Set tasks
**1.** According to the messy eaters thread, what food are Hebe and Clover eating in the shots?
**2.** From the messy eaters thread, set down the part that opens with the words containing "## Jacqui (Jul" and closes with "tried Rose Petals.".
**3.** Supply the next part of the forum thread about Hebe and Clover's messy meal, starting after its final line.

━━ Excerpted passage

# Messy eaters



## stells (Jul 17, 2008)

Just a few shots of Hebe and Clover eating their Rose petals and Dandies  
*Clover got a bit messy when the petal flicked powder all over her *









*Coming through i want that bit *




*Got it*




*mmmmmmmmm whats this*




*Hebe ready to attack *


----------



## JustAnja (Jul 17, 2008)

Too cute Kelly, looks like they have been eating powdered donuts and like typical kids have it all over them!


----------



## Itort (Jul 17, 2008)

A happy tort is a messy tort. lol


----------



## Isa (Jul 17, 2008)

Kelly

Really nice pictures 

They are really cute, they look to enjoy those rose petals and dandelions .


----------



## 70ridgeway (Jul 17, 2008)

kelly there lovely great photos as usual


----------



## Jacqui (Jul 17, 2008)

Such wonderful baby shots ones sure to make you smile!


----------



## terryo (Jul 17, 2008)

They are adorable. I never tried Rose Petals.


----------



## Crazy1 (Jul 18, 2008)

━━━━
━━ Record excerpts

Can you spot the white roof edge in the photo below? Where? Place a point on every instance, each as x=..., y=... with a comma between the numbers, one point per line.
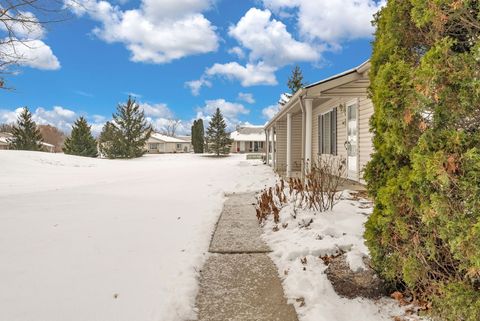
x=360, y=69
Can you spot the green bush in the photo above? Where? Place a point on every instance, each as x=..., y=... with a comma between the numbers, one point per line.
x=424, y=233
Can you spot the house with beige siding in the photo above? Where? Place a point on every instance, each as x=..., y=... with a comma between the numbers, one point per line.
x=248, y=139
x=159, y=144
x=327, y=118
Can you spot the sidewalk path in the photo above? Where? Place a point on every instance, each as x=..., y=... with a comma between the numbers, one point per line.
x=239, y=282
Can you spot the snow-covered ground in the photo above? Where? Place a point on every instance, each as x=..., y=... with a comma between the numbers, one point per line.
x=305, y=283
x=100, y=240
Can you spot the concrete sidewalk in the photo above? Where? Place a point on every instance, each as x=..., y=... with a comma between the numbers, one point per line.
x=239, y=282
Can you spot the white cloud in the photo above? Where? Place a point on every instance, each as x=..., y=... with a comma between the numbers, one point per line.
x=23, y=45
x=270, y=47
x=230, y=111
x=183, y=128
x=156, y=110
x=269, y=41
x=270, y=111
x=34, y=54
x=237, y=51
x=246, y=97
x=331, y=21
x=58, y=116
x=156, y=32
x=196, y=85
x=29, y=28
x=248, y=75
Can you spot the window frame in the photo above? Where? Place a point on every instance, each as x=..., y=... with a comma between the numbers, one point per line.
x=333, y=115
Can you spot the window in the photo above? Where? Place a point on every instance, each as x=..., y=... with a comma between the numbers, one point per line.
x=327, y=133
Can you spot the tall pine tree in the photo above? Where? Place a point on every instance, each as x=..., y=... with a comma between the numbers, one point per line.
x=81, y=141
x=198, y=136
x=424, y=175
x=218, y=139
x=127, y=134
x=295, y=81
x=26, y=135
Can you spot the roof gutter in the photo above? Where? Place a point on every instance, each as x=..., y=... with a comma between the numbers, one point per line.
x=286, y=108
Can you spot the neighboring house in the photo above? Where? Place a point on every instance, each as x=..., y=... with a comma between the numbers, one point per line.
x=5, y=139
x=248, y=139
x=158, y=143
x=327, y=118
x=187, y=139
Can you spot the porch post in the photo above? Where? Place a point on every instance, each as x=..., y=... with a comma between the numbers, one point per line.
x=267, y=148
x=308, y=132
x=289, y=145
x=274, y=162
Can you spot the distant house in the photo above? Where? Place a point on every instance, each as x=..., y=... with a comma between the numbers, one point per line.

━━━━

Task-by-task outputs
**1.** Rose petals and dandelions.

**2.**
## Jacqui (Jul 17, 2008)

Such wonderful baby shots ones sure to make you smile!


----------



## terryo (Jul 17, 2008)

They are adorable. I never tried Rose Petals.

**3.**
Stells, Great pics. I especially like the one of "Hebe ready to attack" love the way s/he is reared up. Thanks for sharing.


----------



## drgnfly2265 (Jul 18, 2008)

Great pics, it looks like they really loved it 

____________________________________________________

1 Sulcata (Bowser)

www.myspace.com/bowsertortoise


----------



## TortGirl (Jul 18, 2008)

So beautiful. Looks like Hebe and Clover had a great time.

Agnieszka


----------



## egyptiandan (Jul 18, 2008)

Great pictures Kelly  Hebe and Clover look like they loved their frosted rose petals and dandelions.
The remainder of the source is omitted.